[WSIS CS-Plenary] Journalist and weblogger sentenced to 14 years in prison
Hossein Amir
westasiaregion at hotmail.com
Thu Feb 24 12:02:59 GMT 2005
Iran23 February 2005
Journalist and weblogger sentenced to 14 years in prison
Reporters Without Borders expressed outrage after journalist and weblogger
Arash Sigarchi was sentenced to 14 years in prison on 22 February by a
revolutionary tribunal in Gilan, northern Iran.
The worldwide press freedom organisation called on President Mohammad
Khatami to intervene on behalf of 28-year-old Sigarchi, who has been in
custody since his arrest on 17 January.
The organisation also called on the delegations of countries attending a
preparatory meeting in Geneva ahead of the World Summit on the Information
Society (WSIS) to contact their Iranian counterparts to demand Sigarchi's
release.
"The authorities are trying to make an example of him. By handing down this
harsh sentence against a weblogger, their aim is to dissuade journalists and
Internet-users from expressing themselves online or contacting foreign
media," it said.
"The Iranian president can no longer wash his hands of this by saying he is
not responsible for the arrest, since Sigarchi was arrested by the
intelligence ministry which in theory is answerable to the head of state.
"He should therefore intervene quickly to get this weblogger out of prison.
Then it should be the duty of delegations attending the UN conference to
publicly condemn this sentence. We call on them to show their courage by
demonstrating that freedom of expression is at stake at the WSIS," the
organisation said.
########################################
Tasks:
**1.** Could you quote the report on Arash Sigarchi's sentence from the passage that opens with the words containing "The worldwide press" and closes with "on 17 January."?
**2.** According to the report on Arash Sigarchi's sentence, why can the Iranian president no longer wash his hands of the case?
**3.** Can you continue the report on Arash Sigarchi's sentence from where it stops?
The rows that come next are separate material and are unrelated to the report on Arash Sigarchi's sentence.

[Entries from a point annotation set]
########################################
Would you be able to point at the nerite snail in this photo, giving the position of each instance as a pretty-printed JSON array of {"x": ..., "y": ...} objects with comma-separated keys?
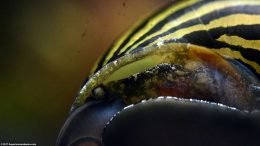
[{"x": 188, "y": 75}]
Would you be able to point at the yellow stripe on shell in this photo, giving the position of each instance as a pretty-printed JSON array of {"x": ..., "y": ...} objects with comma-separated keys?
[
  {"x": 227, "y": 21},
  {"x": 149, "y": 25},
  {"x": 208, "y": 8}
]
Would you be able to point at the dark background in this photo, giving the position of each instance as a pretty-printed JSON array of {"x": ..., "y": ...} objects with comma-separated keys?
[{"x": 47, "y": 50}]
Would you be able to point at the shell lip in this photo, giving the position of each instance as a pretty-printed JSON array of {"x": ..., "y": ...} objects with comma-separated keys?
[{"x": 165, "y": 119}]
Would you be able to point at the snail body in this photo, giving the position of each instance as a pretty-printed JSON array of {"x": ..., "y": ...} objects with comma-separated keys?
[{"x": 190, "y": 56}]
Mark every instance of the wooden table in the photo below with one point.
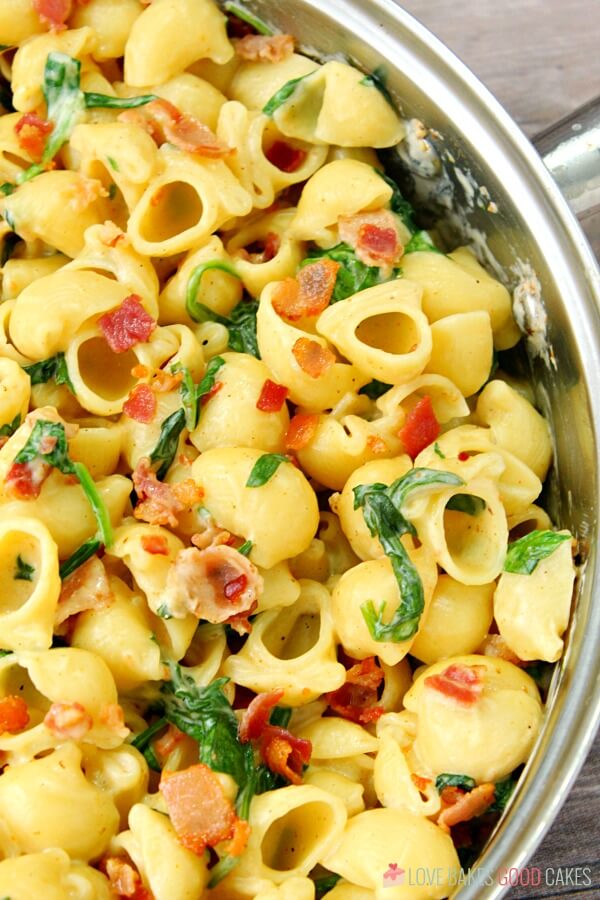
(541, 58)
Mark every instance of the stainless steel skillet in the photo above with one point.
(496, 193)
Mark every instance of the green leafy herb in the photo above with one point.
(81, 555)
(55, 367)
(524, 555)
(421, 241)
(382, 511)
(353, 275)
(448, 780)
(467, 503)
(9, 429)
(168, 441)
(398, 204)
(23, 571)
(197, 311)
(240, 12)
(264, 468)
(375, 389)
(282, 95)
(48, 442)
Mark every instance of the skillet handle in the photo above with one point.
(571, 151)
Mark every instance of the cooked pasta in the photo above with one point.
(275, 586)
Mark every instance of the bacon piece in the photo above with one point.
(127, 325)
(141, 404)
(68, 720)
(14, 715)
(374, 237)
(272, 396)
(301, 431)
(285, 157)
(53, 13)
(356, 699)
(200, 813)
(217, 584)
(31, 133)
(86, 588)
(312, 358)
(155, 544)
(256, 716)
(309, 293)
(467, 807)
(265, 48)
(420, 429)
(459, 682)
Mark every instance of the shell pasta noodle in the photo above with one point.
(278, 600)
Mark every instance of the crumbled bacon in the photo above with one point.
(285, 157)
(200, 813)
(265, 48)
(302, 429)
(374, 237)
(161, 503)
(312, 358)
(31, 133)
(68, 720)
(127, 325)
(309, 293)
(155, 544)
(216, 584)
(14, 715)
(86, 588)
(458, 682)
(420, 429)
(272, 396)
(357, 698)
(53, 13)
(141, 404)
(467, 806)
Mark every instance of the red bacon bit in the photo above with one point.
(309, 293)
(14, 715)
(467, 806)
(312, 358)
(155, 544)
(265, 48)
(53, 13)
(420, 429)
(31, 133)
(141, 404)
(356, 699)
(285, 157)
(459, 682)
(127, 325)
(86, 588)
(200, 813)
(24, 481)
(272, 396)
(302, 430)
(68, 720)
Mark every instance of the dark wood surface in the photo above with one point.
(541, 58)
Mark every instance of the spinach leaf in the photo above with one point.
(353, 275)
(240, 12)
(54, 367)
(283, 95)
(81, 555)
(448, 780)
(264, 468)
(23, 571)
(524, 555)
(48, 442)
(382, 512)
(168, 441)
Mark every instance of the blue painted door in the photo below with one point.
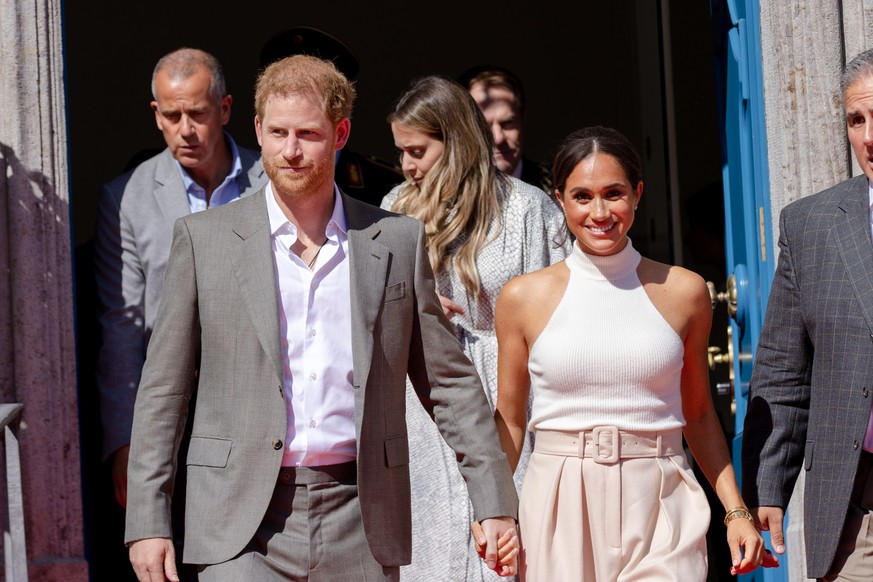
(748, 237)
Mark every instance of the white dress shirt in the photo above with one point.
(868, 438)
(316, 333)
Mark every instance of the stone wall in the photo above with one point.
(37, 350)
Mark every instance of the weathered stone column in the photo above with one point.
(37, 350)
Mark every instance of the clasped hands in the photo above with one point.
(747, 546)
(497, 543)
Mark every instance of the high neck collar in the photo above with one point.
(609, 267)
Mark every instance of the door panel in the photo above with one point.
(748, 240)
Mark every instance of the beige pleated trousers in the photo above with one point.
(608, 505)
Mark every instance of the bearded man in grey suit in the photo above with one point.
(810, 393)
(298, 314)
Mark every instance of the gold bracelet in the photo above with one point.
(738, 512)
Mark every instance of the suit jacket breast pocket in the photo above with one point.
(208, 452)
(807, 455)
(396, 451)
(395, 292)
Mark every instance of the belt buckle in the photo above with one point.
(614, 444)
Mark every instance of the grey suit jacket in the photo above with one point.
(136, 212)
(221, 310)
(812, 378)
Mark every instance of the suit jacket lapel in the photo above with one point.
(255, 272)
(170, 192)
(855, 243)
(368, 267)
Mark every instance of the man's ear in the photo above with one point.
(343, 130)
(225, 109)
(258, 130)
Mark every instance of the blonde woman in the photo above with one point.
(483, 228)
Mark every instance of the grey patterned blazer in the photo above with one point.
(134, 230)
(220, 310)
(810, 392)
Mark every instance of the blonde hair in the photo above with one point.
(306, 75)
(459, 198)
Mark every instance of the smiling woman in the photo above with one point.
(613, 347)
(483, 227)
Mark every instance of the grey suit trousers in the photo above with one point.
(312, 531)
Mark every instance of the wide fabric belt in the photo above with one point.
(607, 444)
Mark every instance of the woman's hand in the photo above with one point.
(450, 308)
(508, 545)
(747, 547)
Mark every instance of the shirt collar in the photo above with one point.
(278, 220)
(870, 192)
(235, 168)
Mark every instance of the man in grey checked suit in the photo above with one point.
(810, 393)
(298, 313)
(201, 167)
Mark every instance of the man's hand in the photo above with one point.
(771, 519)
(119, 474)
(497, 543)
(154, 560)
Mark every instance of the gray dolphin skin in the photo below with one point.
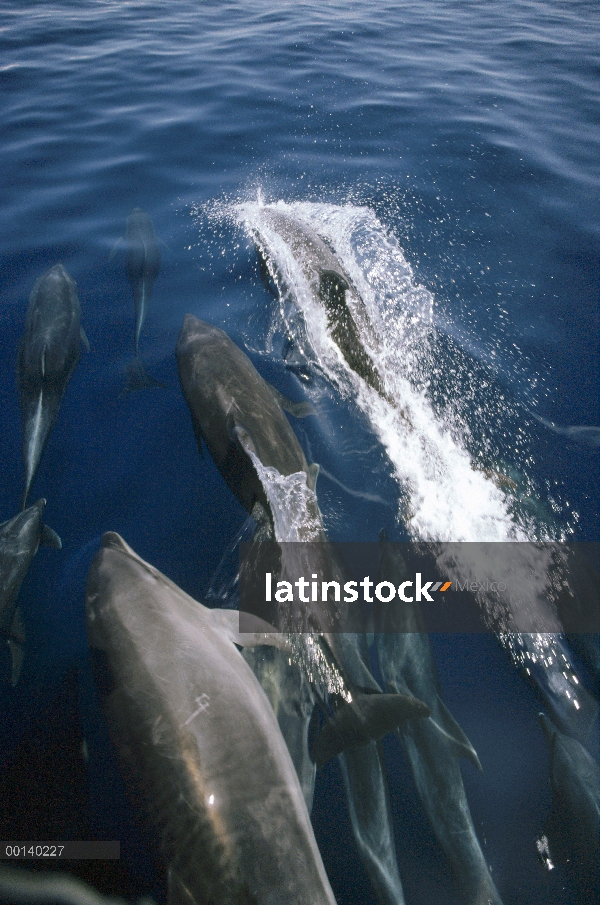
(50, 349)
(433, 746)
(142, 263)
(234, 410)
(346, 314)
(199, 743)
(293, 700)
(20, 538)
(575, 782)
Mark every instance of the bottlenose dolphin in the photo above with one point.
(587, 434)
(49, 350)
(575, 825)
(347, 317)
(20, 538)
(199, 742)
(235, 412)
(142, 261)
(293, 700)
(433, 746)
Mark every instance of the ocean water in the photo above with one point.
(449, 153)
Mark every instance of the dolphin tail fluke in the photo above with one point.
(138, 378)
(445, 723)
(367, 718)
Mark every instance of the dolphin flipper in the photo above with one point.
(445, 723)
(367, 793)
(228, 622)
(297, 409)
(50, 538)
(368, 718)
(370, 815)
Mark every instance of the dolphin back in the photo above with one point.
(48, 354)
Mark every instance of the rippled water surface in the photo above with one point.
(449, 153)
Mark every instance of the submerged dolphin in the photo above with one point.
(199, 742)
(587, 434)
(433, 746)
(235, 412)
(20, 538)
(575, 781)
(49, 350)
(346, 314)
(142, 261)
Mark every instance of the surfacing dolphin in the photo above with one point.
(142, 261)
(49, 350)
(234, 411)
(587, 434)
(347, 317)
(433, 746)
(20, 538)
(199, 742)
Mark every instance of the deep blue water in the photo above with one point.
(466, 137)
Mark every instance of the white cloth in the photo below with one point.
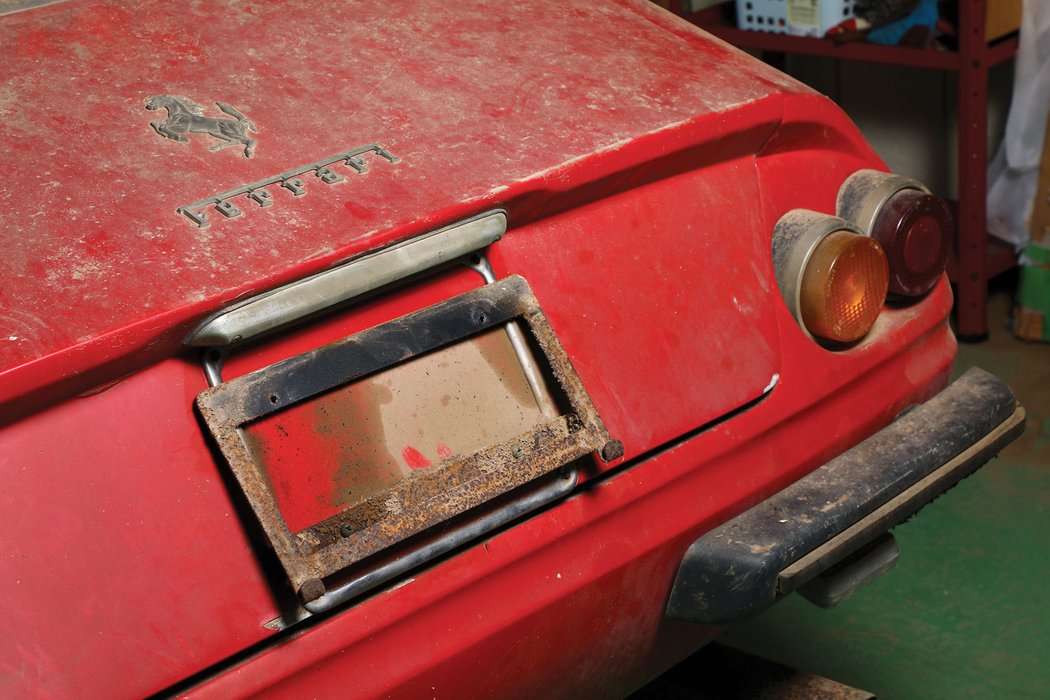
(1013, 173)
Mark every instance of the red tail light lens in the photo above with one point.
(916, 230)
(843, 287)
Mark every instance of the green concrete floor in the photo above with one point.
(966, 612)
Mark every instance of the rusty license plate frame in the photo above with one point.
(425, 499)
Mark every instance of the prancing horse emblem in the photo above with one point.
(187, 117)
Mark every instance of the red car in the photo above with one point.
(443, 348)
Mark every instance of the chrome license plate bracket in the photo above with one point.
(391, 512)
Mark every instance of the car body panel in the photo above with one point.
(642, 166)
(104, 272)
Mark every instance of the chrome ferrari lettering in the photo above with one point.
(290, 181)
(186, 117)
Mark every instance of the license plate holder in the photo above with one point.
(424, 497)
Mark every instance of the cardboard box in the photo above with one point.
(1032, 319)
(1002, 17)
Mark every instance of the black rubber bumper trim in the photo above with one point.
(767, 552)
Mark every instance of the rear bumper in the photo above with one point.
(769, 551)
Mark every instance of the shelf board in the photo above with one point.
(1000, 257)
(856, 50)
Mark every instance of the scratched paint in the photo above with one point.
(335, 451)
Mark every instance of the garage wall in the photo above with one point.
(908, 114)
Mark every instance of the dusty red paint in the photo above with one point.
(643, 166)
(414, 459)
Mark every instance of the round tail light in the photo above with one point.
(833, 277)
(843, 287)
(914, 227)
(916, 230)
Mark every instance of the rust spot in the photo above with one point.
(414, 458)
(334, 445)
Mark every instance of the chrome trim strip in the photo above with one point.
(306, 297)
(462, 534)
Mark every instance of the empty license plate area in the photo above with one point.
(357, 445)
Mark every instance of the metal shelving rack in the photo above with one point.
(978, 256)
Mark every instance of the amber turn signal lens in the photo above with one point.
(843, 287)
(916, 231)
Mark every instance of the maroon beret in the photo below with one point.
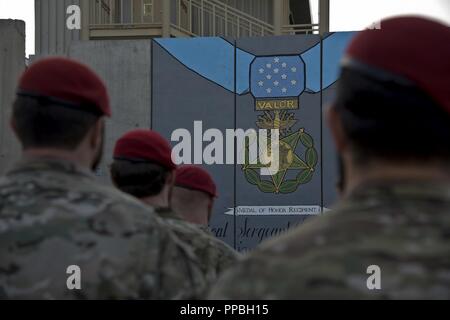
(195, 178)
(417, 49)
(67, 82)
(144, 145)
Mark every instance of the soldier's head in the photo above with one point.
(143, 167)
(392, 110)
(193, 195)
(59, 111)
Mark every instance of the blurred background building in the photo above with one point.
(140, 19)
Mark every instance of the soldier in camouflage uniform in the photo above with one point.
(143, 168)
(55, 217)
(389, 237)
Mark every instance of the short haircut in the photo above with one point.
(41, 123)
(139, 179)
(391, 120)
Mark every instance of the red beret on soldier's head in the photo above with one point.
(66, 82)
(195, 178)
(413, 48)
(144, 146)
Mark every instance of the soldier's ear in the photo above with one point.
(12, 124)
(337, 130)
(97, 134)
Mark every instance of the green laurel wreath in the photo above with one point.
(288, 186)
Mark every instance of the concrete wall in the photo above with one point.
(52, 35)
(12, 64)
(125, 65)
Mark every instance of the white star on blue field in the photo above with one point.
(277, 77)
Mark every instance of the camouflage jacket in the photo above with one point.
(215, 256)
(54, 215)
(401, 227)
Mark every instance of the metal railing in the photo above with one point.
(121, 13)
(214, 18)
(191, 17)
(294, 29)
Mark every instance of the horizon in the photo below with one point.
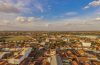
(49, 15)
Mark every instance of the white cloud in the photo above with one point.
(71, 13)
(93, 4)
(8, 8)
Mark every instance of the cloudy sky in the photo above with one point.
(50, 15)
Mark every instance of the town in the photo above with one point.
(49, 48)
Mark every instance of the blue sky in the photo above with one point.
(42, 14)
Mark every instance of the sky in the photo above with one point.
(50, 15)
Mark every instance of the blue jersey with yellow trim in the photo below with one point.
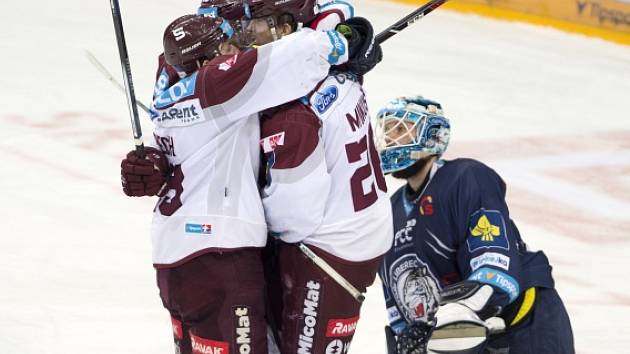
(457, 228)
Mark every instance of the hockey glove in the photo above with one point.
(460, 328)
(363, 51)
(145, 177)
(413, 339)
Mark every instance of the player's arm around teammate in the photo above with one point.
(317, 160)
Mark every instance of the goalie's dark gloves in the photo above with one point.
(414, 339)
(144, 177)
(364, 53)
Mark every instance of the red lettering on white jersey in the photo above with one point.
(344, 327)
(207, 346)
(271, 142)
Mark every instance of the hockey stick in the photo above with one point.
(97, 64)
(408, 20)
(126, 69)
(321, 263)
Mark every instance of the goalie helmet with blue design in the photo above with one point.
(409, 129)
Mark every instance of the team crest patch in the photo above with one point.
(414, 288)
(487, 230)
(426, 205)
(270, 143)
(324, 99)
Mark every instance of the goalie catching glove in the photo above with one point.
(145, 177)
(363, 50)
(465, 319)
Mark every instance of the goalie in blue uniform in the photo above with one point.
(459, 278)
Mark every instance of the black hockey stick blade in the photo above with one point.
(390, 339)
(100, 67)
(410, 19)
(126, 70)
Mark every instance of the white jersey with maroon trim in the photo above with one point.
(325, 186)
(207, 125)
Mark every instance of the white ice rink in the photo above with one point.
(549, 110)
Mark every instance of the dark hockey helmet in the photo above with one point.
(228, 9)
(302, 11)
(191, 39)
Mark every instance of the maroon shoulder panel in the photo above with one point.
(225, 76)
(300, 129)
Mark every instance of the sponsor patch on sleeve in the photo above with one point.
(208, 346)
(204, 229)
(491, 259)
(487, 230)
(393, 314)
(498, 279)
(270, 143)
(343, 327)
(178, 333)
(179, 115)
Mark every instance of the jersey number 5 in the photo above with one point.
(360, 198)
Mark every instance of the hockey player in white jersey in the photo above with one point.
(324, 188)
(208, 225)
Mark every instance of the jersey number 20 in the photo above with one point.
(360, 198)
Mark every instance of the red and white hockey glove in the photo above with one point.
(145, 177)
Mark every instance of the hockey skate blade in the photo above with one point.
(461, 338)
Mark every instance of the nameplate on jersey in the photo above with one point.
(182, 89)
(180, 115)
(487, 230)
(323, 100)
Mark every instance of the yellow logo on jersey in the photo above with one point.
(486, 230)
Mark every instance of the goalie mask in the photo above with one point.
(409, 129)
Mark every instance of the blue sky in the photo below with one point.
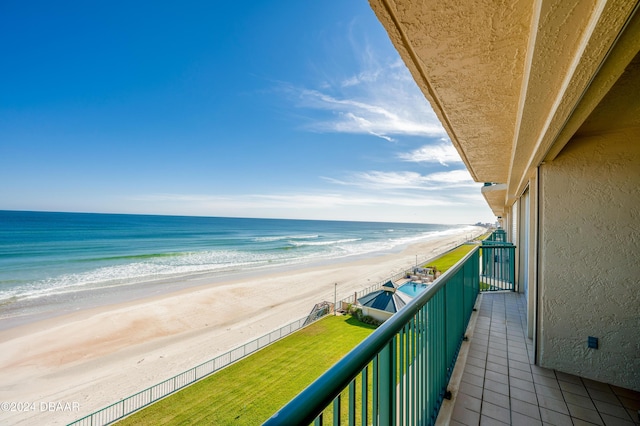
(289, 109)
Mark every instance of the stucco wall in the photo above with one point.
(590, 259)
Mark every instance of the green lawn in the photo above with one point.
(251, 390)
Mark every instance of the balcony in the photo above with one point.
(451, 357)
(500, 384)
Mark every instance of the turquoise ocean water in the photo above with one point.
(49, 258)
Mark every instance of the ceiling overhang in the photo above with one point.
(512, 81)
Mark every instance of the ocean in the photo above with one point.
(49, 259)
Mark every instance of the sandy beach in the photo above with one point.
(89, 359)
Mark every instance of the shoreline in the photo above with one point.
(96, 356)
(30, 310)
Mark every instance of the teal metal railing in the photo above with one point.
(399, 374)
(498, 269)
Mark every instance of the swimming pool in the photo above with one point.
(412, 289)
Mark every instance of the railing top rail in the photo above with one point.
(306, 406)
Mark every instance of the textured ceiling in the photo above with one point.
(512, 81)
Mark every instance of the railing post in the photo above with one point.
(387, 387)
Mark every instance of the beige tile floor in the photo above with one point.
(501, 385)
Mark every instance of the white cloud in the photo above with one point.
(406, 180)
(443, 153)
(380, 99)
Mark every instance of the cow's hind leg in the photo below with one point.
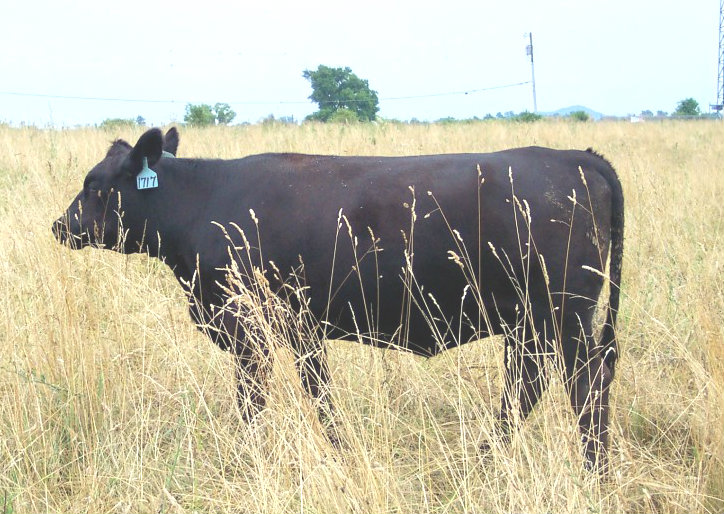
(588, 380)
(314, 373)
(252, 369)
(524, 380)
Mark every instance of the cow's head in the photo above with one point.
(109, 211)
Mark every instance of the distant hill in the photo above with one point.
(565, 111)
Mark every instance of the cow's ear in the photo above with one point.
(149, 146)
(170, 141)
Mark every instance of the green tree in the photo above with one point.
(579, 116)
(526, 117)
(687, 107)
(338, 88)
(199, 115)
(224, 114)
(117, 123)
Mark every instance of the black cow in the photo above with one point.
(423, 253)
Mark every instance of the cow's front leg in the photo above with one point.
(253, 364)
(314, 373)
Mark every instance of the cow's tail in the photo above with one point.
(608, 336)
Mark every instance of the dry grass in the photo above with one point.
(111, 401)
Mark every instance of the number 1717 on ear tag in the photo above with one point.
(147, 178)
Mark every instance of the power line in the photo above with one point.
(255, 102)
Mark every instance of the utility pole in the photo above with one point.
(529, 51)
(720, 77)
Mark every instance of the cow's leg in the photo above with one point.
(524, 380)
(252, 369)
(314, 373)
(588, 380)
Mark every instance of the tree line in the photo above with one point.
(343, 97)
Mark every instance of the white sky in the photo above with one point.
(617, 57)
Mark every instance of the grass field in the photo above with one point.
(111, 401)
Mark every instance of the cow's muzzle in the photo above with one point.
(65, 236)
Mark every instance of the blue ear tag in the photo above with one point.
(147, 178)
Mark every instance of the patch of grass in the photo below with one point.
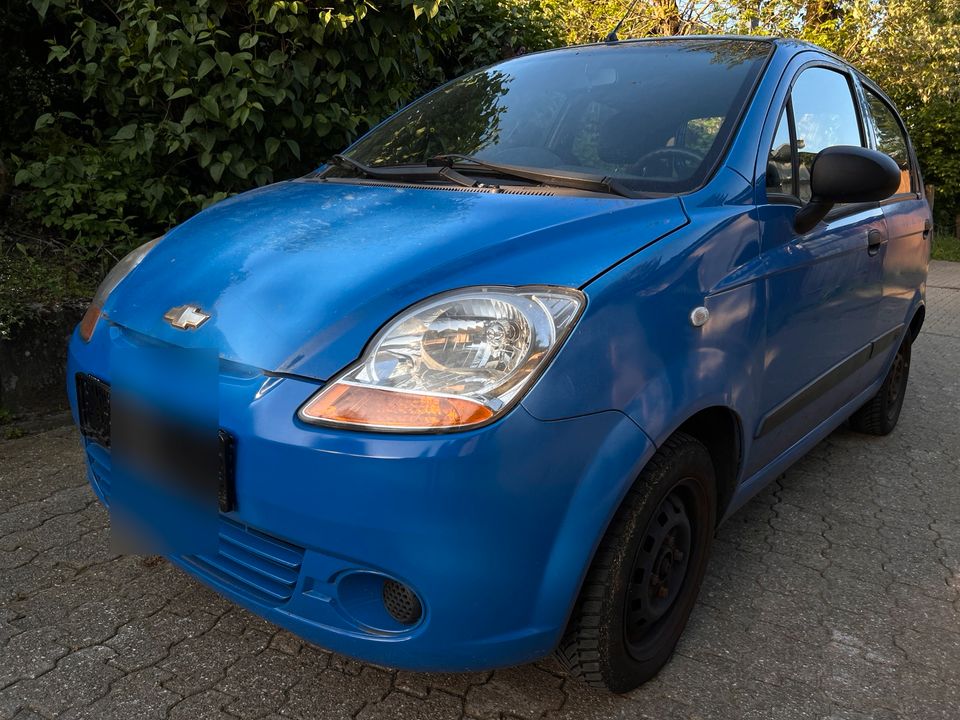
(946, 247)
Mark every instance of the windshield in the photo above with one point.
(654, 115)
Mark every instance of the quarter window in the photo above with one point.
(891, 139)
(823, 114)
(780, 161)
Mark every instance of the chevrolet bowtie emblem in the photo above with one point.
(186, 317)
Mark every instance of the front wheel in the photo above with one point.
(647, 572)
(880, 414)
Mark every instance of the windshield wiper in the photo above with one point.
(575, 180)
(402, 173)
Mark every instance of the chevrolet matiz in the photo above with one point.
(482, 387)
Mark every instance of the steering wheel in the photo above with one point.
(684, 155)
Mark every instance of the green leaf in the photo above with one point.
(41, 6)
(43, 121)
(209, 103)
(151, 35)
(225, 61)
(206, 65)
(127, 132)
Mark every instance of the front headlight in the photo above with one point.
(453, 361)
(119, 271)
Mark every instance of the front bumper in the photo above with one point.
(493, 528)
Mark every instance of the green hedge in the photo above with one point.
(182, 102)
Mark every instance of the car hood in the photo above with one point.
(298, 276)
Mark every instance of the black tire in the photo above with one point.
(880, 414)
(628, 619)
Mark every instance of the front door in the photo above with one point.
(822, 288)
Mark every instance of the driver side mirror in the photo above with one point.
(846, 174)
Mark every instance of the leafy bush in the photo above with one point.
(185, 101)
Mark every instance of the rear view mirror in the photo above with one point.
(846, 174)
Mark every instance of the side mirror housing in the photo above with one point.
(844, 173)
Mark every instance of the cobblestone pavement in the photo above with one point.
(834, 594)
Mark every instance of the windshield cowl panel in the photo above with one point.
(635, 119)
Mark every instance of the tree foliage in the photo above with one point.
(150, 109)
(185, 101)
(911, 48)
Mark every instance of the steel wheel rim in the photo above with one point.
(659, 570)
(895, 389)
########################################
Answer set:
**1.**
The worldwide press freedom organisation called on President Mohammad
Khatami to intervene on behalf of 28-year-old Sigarchi, who has been in
custody since his arrest on 17 January.

**2.** Sigarchi was arrested by the intelligence ministry, which in theory is answerable to the head of state. The president therefore cannot claim he is not responsible for the arrest.

**3.**
Sigarchi, who has been held since 17 January in Lakan Prison, Rashat, was
sentenced for espionage and insulting the country's leaders but in reality
he has been imprisoned for his work as a weblogger and journalist and
contributing to American Radio Farda. The Iranian revolutionary tribunals
are only supposed to rule on cases of high treason, espionage or
counter-revolutionary activity. They should not be used to sentence
journalists.
Since Iranian law does not allow a citizen to be sentenced for a political
offence, opponents of the regime and journalists are routinely accused of
being spies or enemies of the revolution.
Sigarchi, editor of the daily Gylan Emroz, has for the past three years runs
a political and cultural blog, www.sigarchi.com/blog, on which he sometimes
criticised the regime. The authorities had already blocked access to the
site within the country.
He had previously been arrested, on 27 August 2004, and held for several
days for posting an article online with photos of a demonstration in Tehran
by families of prisoners executed in 1989. Since then he has suffered
constant police harassment.
The weblogger had more recently condemned the harassment of journalists
arrested in a series of "Internet File" cases (See :
http://www.rsf.org/article.php3 ?id_article=12343), in particular the
mistreatment suffered by his colleagues Shahram Rafihzadeh and Rozbeh Mir
Ebrahimi.
The last message on his blog related to the Southeast Asian Tsunami, in
which he expressed his solidarity with the victims and said that the Iranian
people could not be unmoved by the tragedy.
Another weblogger, Mojtaba Saminejad, and a cyberjournalist, Mojtaba Lofti,
also remain in prison (See : http://www.rsf.org/article.php3
?id_article=12564).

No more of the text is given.